**Given records:**
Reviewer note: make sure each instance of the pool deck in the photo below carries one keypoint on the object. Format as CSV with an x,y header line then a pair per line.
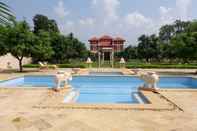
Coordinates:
x,y
43,110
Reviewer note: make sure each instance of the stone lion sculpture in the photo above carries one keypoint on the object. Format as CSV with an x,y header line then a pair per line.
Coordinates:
x,y
150,78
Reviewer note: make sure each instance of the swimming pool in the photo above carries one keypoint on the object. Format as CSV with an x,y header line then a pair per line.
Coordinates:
x,y
121,89
103,88
30,81
106,89
105,73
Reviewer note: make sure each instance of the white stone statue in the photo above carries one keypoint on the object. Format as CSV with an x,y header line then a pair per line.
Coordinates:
x,y
122,61
89,61
150,78
62,76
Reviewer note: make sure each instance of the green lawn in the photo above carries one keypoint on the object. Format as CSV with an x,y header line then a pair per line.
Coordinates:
x,y
131,64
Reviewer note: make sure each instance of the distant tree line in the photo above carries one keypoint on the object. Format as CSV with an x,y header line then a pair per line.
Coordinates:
x,y
42,43
175,42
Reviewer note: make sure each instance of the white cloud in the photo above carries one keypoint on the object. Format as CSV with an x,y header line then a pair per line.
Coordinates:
x,y
87,21
60,10
106,10
179,11
105,19
182,7
136,19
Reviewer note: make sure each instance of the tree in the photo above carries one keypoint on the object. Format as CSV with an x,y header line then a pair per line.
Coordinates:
x,y
129,53
42,50
166,32
66,48
148,47
6,14
185,46
20,41
3,38
42,22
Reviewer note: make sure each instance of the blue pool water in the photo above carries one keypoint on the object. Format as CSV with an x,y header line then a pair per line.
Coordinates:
x,y
106,89
102,89
120,89
30,81
105,73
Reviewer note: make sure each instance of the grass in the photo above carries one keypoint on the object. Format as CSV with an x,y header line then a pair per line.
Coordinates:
x,y
129,64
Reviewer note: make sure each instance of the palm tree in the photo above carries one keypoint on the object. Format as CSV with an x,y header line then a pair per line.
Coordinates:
x,y
6,15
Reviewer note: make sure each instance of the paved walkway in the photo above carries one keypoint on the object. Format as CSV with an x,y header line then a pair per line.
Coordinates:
x,y
18,112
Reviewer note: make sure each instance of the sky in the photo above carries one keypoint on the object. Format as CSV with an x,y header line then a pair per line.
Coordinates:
x,y
124,18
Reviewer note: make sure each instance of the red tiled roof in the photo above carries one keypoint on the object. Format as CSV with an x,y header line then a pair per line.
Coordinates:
x,y
106,37
93,39
119,39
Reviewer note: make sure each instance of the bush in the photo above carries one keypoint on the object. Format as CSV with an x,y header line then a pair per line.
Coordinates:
x,y
59,65
176,66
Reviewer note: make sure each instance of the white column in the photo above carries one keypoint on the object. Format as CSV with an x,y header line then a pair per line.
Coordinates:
x,y
99,59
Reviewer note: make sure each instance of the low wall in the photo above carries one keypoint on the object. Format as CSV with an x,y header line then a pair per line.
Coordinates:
x,y
13,61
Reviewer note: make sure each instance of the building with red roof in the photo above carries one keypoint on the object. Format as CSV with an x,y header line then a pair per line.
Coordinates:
x,y
106,46
99,44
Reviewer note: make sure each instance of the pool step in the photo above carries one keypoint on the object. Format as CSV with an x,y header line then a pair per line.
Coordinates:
x,y
71,97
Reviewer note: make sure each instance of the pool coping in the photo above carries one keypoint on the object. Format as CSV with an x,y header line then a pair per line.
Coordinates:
x,y
158,102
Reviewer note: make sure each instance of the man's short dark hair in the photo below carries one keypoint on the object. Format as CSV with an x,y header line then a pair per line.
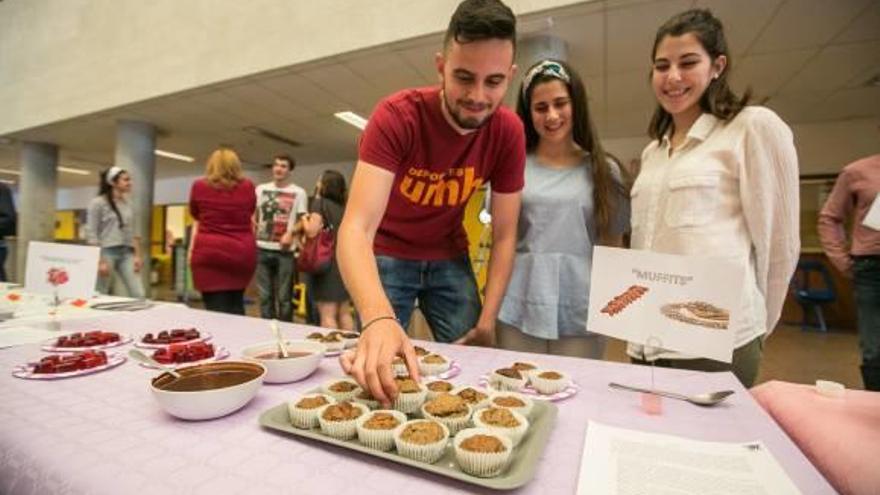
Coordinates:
x,y
287,158
478,20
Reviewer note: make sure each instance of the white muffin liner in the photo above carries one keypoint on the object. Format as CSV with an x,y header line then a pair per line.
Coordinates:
x,y
411,402
505,383
342,430
482,464
429,453
378,439
516,434
454,423
483,403
524,410
340,396
429,369
432,394
549,387
306,418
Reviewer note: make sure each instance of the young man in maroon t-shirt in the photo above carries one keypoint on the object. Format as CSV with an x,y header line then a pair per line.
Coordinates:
x,y
422,156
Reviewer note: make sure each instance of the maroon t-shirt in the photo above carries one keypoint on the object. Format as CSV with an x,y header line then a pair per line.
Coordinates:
x,y
436,170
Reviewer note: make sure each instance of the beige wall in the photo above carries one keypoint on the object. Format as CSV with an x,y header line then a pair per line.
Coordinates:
x,y
61,59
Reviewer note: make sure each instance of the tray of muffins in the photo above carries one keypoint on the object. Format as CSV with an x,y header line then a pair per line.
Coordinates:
x,y
489,438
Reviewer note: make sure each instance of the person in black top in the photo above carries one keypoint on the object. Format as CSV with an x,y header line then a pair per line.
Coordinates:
x,y
8,219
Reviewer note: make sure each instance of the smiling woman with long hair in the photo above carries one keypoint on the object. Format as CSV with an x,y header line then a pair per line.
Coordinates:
x,y
573,199
719,179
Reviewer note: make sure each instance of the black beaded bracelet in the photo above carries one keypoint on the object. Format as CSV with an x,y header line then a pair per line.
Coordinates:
x,y
374,320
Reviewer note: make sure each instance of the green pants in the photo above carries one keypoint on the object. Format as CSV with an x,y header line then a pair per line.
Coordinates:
x,y
746,361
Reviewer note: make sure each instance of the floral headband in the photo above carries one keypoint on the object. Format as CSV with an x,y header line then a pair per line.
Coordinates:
x,y
546,68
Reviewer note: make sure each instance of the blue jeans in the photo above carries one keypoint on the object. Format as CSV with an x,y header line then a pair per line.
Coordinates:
x,y
866,271
446,291
121,261
275,283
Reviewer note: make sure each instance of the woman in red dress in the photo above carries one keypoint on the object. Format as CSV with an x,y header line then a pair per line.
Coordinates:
x,y
223,253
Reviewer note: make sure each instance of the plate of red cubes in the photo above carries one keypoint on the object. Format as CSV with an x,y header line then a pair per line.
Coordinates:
x,y
68,365
197,352
174,336
83,341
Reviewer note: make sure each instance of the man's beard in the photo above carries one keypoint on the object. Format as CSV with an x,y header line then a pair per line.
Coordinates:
x,y
470,123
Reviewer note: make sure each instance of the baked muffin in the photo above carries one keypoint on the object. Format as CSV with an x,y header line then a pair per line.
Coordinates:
x,y
437,387
340,420
341,389
303,411
475,396
501,420
513,401
376,429
451,410
410,395
508,379
421,439
482,452
549,382
433,364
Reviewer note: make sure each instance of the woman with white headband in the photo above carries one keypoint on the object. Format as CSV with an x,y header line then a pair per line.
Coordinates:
x,y
573,199
110,225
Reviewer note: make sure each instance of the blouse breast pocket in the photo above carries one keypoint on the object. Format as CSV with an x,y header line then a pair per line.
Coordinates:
x,y
693,200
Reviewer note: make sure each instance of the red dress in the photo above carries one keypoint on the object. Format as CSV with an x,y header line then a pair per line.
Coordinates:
x,y
224,256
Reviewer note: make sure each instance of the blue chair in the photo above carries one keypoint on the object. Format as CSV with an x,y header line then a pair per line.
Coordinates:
x,y
812,296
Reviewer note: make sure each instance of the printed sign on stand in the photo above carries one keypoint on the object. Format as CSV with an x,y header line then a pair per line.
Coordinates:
x,y
65,270
685,303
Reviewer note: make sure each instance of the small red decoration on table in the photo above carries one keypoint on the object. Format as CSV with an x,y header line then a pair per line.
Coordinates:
x,y
184,353
72,362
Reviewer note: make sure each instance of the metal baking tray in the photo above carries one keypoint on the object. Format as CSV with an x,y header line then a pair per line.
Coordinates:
x,y
519,472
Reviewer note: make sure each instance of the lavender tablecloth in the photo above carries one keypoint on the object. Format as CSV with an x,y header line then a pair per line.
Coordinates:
x,y
105,434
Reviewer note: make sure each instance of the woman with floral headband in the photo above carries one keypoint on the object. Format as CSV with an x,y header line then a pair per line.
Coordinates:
x,y
110,225
573,199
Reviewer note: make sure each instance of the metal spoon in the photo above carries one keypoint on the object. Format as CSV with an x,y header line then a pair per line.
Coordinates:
x,y
277,333
708,399
140,356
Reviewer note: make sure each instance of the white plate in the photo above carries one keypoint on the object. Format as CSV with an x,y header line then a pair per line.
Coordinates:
x,y
203,337
24,371
48,345
219,354
567,392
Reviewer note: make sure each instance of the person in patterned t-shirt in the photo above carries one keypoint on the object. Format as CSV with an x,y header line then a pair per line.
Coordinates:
x,y
423,154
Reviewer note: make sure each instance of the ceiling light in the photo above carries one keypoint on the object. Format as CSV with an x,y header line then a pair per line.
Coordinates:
x,y
174,156
76,171
259,131
352,118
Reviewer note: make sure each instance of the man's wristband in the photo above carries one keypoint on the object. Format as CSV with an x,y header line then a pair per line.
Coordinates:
x,y
374,320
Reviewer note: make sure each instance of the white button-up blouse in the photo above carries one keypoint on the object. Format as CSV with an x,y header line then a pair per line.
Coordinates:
x,y
731,192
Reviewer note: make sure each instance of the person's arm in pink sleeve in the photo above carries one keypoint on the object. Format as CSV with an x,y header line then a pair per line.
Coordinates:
x,y
831,227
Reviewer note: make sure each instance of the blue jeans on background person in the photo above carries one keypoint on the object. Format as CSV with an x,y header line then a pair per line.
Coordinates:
x,y
121,261
866,275
275,271
446,290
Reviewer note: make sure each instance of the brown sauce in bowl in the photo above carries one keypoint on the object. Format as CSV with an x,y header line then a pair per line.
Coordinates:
x,y
209,376
277,355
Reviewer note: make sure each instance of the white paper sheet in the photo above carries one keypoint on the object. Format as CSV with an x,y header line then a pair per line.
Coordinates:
x,y
872,218
80,263
13,336
618,461
657,317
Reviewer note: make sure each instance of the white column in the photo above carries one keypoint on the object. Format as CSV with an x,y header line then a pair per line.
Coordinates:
x,y
36,199
135,146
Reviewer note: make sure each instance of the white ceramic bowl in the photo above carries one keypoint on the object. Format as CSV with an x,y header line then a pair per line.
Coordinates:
x,y
290,369
214,402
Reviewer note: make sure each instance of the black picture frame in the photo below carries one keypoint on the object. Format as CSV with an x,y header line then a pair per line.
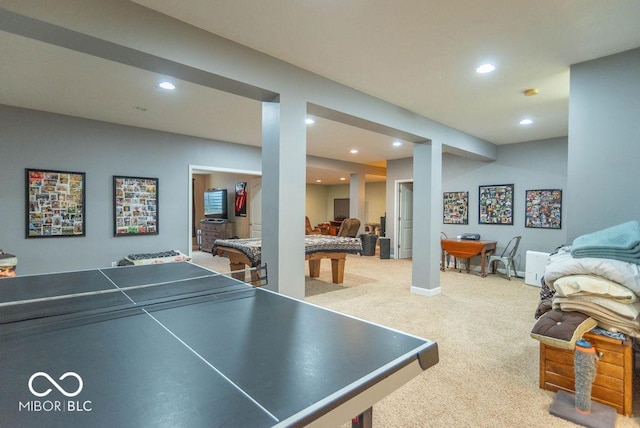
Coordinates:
x,y
495,204
55,203
135,206
543,209
455,207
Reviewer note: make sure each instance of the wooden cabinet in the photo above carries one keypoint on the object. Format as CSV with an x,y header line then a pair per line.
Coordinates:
x,y
212,231
614,379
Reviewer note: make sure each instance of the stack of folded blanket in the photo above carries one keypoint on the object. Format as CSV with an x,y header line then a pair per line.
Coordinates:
x,y
598,275
620,242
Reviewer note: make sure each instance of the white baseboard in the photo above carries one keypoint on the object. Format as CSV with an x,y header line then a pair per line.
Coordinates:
x,y
429,292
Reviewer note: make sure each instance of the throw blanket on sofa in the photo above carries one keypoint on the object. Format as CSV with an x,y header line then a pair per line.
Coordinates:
x,y
562,264
252,247
620,242
617,318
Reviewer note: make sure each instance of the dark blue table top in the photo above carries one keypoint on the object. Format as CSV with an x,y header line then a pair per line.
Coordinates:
x,y
222,354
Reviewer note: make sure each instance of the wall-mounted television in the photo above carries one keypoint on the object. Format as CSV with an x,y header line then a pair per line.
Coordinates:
x,y
215,204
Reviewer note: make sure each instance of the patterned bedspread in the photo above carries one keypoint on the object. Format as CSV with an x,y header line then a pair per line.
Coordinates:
x,y
252,247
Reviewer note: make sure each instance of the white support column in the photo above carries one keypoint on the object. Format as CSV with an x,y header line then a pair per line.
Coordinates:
x,y
427,214
356,198
283,194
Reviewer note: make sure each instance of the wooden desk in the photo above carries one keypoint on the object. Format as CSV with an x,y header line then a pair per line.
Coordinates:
x,y
465,249
248,252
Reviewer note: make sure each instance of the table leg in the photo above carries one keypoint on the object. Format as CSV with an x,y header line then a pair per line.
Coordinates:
x,y
237,266
483,262
363,420
337,270
314,268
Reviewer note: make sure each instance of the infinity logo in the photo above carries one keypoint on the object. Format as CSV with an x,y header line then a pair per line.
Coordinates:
x,y
54,383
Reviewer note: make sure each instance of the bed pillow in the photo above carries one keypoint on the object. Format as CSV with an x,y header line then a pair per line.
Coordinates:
x,y
562,329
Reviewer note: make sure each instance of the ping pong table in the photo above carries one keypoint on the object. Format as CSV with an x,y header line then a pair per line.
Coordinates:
x,y
179,345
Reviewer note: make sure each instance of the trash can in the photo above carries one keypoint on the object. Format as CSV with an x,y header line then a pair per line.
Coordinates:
x,y
385,248
8,264
368,244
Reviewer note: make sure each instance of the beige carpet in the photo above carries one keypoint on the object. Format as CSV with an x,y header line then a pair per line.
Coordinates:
x,y
488,370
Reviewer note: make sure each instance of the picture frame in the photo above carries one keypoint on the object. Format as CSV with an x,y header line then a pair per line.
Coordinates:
x,y
135,206
55,203
455,208
543,209
495,204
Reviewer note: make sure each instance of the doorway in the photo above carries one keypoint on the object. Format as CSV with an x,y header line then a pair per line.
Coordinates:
x,y
404,225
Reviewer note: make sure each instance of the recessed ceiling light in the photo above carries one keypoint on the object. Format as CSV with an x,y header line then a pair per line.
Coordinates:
x,y
485,68
167,85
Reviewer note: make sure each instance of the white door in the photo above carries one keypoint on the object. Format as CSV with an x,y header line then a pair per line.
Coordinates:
x,y
255,208
405,220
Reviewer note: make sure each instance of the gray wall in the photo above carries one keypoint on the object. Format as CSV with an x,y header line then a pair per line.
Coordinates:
x,y
531,165
604,143
31,139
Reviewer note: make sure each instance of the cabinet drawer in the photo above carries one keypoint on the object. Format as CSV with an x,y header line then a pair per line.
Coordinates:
x,y
614,378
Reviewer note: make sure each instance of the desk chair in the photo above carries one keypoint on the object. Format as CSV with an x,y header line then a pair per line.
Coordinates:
x,y
349,227
507,257
448,257
310,230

**Aim of the exercise:**
Everything from the line containing "Reviewer note: make sure each instance of the doorway" through the last line of the records must be given again exactly; leave out all other lines.

**Final result:**
Reviewer note: make sure each instance of the doorway in the photo above carries one keypoint on the object. Format as CSV with an x,y header line then a pair per line.
Coordinates:
x,y
404,225
Reviewer note: make sure each instance of the recessed ceiling light in the photo above carries one keypoint on the object. Format as CSV with an x,y header line then a pair per line.
Coordinates:
x,y
485,68
167,85
Reviewer note: make sure each instance of the white door in the photo above carries one keypoint on the object. Format as CSV with an x,y header line then a pair per line.
Coordinates:
x,y
255,208
405,220
Reviewer note: make sure each instance of the gray wall in the photo above carries one keypoint on the object. Format as CSV with an x,y header line then a pair per line.
Coordinates:
x,y
531,165
604,143
31,139
Reviewer note: make sure each instance of the cabinet drawer in the photo above carries one keypoint on the object. Format as CSV with an x,y header line then a pair per line.
Coordinates:
x,y
614,378
Reviewer note: make sure each instance of the desk chair in the photo above carries one keypoint on the object. Format as CSV with an x,y header line then a pair per line.
Coordinates:
x,y
349,227
507,257
448,257
310,230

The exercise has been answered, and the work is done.